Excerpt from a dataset
## Begin
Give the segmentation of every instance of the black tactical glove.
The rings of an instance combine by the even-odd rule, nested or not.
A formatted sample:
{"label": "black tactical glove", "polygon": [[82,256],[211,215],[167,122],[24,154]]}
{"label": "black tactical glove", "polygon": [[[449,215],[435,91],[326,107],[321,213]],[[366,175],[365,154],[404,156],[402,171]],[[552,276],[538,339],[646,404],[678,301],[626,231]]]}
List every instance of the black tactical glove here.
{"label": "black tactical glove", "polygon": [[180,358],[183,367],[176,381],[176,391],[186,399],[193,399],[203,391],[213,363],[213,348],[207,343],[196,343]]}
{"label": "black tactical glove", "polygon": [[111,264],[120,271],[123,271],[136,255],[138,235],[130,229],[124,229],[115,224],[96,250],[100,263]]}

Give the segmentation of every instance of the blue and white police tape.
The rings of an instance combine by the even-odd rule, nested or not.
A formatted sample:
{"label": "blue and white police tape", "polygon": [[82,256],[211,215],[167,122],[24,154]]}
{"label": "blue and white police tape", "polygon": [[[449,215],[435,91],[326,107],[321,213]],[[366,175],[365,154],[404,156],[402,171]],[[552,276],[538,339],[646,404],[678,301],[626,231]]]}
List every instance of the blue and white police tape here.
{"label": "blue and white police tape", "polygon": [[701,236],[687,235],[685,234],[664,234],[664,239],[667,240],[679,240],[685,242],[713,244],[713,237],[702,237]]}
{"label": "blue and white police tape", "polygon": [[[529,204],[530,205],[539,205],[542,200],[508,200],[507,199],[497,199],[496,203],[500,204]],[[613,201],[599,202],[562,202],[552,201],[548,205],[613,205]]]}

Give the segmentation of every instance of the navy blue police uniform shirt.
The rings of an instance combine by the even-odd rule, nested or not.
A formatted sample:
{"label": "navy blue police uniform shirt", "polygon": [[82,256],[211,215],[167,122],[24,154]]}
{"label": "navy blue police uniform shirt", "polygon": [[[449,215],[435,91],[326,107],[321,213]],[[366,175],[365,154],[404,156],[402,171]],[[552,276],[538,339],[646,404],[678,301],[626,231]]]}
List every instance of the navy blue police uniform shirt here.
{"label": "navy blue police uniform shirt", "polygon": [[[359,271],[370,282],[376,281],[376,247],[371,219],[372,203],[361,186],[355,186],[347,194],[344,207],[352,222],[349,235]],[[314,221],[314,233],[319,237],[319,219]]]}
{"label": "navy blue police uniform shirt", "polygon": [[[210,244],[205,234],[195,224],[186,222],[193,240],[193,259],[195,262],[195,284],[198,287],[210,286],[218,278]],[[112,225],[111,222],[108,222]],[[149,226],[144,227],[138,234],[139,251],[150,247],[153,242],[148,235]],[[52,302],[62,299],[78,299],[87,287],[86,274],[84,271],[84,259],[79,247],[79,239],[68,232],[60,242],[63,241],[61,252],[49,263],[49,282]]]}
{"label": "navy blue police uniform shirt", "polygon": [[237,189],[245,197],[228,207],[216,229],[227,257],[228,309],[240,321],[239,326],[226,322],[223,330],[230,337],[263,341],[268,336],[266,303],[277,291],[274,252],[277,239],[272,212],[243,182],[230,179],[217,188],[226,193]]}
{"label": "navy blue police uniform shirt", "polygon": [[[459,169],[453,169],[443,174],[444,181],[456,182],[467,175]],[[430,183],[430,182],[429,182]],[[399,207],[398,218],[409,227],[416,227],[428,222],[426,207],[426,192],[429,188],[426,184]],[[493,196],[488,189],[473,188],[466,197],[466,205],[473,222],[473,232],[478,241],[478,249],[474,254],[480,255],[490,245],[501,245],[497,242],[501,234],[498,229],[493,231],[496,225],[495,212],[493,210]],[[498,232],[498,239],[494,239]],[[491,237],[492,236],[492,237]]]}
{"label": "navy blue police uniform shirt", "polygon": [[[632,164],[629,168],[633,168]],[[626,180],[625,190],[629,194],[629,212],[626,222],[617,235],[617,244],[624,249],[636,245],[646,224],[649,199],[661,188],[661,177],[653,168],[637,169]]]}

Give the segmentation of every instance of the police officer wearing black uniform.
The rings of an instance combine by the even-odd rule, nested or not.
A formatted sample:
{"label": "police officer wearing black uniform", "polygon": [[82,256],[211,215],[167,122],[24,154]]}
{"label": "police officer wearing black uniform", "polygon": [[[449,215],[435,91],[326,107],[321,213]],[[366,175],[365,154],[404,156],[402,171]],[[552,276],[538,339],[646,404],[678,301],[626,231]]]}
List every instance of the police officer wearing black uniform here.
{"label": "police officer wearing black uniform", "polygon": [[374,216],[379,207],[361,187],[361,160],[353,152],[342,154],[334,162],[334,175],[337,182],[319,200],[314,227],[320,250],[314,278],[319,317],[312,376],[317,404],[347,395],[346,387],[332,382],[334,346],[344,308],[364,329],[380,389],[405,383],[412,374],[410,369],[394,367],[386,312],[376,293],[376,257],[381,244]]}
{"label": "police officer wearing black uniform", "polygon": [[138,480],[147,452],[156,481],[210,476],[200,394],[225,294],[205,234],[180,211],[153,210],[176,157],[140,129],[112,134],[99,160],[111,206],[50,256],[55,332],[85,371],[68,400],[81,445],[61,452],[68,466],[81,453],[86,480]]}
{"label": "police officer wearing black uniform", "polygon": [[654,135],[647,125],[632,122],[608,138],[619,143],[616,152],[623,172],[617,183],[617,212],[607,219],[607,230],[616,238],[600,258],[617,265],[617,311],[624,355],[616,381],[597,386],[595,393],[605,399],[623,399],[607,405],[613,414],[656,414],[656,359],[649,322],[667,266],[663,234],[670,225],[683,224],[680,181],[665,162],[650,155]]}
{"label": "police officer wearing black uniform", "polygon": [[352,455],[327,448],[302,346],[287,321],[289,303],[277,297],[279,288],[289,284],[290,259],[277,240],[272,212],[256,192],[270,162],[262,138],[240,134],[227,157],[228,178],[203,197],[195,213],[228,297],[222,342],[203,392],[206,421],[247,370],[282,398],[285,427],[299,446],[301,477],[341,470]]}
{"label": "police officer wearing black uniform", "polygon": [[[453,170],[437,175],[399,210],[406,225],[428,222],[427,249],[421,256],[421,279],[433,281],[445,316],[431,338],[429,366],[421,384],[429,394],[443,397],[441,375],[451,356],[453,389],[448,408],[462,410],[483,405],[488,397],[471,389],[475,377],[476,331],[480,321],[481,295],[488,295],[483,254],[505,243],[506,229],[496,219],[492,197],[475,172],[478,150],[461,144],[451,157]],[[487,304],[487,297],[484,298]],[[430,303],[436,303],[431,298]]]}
## End
> **GIVEN EXERCISE**: Quote each line of the listing above exactly.

> **COMPLETE RESPONSE**:
Give the segmentation of every instance of the black tactical glove.
The rings of an instance combine by the even-odd rule, nested or not.
A formatted sample:
{"label": "black tactical glove", "polygon": [[82,256],[211,215],[167,122],[24,154]]}
{"label": "black tactical glove", "polygon": [[[449,215],[435,91],[326,107],[321,213]],[[366,175],[365,154],[404,156],[402,171]],[[552,276],[538,339],[646,404],[678,301],[626,231]]]}
List every instance of the black tactical glove here.
{"label": "black tactical glove", "polygon": [[180,358],[183,367],[176,381],[176,391],[186,399],[193,399],[203,391],[213,363],[213,348],[207,343],[196,343]]}
{"label": "black tactical glove", "polygon": [[111,264],[120,271],[123,271],[136,255],[138,235],[130,229],[124,229],[115,224],[96,250],[100,263]]}

Give the segmentation of every instance of the blue and white police tape.
The rings of an instance combine by the even-odd rule, nested or not.
A formatted sample:
{"label": "blue and white police tape", "polygon": [[82,256],[211,215],[167,122],[24,154]]}
{"label": "blue and white police tape", "polygon": [[[449,215],[435,91],[326,107],[321,213]],[[366,175],[365,154],[404,156],[402,171]],[[552,276],[538,339],[646,404],[678,301],[626,231]]]}
List every instance of the blue and white police tape here.
{"label": "blue and white police tape", "polygon": [[701,236],[687,235],[685,234],[664,234],[664,239],[667,240],[679,240],[685,242],[713,244],[713,237],[702,237]]}
{"label": "blue and white police tape", "polygon": [[[529,204],[530,205],[539,205],[542,200],[508,200],[507,199],[497,199],[496,203],[500,204]],[[613,201],[599,202],[562,202],[552,201],[548,205],[613,205]]]}

Give the segmentation of every instance of the navy blue police uniform shirt.
The rings of an instance combine by the even-odd rule, nested or not.
A formatted sample:
{"label": "navy blue police uniform shirt", "polygon": [[82,256],[211,215],[167,122],[24,154]]}
{"label": "navy blue police uniform shirt", "polygon": [[[449,215],[435,91],[326,107],[321,213]],[[366,175],[365,154],[404,156],[402,171]],[[552,276],[538,339],[646,404],[678,301],[626,231]]]}
List every instance of the navy blue police uniform shirt here.
{"label": "navy blue police uniform shirt", "polygon": [[[359,271],[370,282],[376,281],[376,247],[371,219],[372,203],[361,186],[355,186],[347,194],[344,207],[352,222],[349,235]],[[314,221],[314,233],[319,237],[319,219]]]}
{"label": "navy blue police uniform shirt", "polygon": [[[210,244],[205,234],[195,224],[186,222],[193,240],[193,259],[195,262],[195,284],[198,287],[210,286],[218,278]],[[112,225],[111,222],[108,222]],[[149,226],[144,227],[138,234],[139,251],[150,247],[153,242],[148,235]],[[52,302],[62,299],[78,299],[87,287],[86,274],[84,271],[84,259],[79,247],[79,239],[68,232],[60,242],[63,241],[61,252],[49,263],[49,282]]]}
{"label": "navy blue police uniform shirt", "polygon": [[237,189],[245,197],[228,207],[216,229],[227,257],[228,309],[240,321],[239,326],[226,322],[223,330],[230,337],[263,341],[268,336],[266,303],[277,291],[274,252],[277,239],[272,212],[243,182],[230,179],[217,188],[226,193]]}
{"label": "navy blue police uniform shirt", "polygon": [[[459,169],[453,169],[443,174],[444,181],[456,182],[467,175]],[[430,183],[430,182],[429,182]],[[399,207],[398,218],[409,227],[416,227],[428,222],[426,207],[426,192],[429,188],[426,184]],[[493,196],[488,189],[473,188],[466,197],[466,205],[473,222],[473,232],[478,241],[478,249],[474,254],[480,255],[490,245],[501,245],[497,242],[501,234],[498,229],[493,231],[496,225],[495,212],[493,210]],[[498,232],[498,239],[494,239]],[[491,237],[492,236],[492,237]]]}
{"label": "navy blue police uniform shirt", "polygon": [[[632,164],[629,168],[633,168]],[[626,180],[625,190],[629,194],[629,212],[626,222],[617,235],[617,244],[624,249],[636,245],[646,224],[649,199],[661,188],[661,177],[653,168],[637,169]]]}

Give the segmentation of every instance of the police officer wearing black uniform.
The rings of an instance combine by the even-odd rule, nested or not.
A formatted sample:
{"label": "police officer wearing black uniform", "polygon": [[82,256],[211,215],[167,122],[24,154]]}
{"label": "police officer wearing black uniform", "polygon": [[[449,215],[435,91],[326,107],[321,213]],[[366,175],[365,154],[404,156],[402,171]],[[552,276],[538,339],[646,404],[678,301],[626,231]]]}
List every instance of the police officer wearing black uniform here.
{"label": "police officer wearing black uniform", "polygon": [[374,216],[379,207],[361,187],[361,160],[353,152],[342,154],[334,162],[334,175],[337,182],[319,200],[314,227],[320,250],[314,278],[319,317],[312,376],[317,404],[347,395],[346,387],[332,382],[334,346],[344,308],[364,329],[380,389],[405,383],[412,374],[410,369],[394,367],[386,312],[376,293],[376,257],[381,244]]}
{"label": "police officer wearing black uniform", "polygon": [[138,480],[147,452],[156,481],[210,476],[200,394],[225,294],[205,234],[180,211],[153,210],[176,157],[140,129],[112,134],[99,160],[111,206],[50,256],[55,332],[85,371],[68,400],[81,445],[61,452],[68,466],[81,453],[86,480]]}
{"label": "police officer wearing black uniform", "polygon": [[654,135],[647,125],[632,122],[608,138],[619,143],[616,152],[623,172],[617,183],[617,212],[607,219],[607,230],[616,238],[600,258],[617,265],[617,311],[624,355],[616,381],[597,386],[595,393],[605,399],[623,399],[607,405],[613,414],[656,414],[656,359],[649,322],[667,266],[663,234],[670,225],[683,224],[680,181],[665,162],[650,155]]}
{"label": "police officer wearing black uniform", "polygon": [[352,455],[327,448],[302,346],[287,321],[289,303],[277,297],[279,288],[289,284],[290,259],[277,240],[272,212],[256,192],[270,162],[262,138],[240,134],[227,157],[228,178],[203,197],[195,213],[228,297],[222,342],[203,392],[206,421],[247,370],[282,398],[285,427],[299,446],[301,477],[341,470]]}
{"label": "police officer wearing black uniform", "polygon": [[[453,170],[437,175],[399,210],[406,225],[428,222],[427,249],[421,256],[421,279],[433,281],[445,316],[431,338],[429,366],[421,384],[429,394],[443,397],[441,375],[451,356],[453,389],[448,408],[462,410],[483,405],[488,397],[471,389],[475,377],[476,331],[480,321],[481,295],[488,295],[483,254],[505,243],[506,229],[496,219],[492,197],[475,172],[478,150],[461,144],[451,157]],[[487,304],[487,297],[484,298]],[[430,303],[436,303],[431,298]]]}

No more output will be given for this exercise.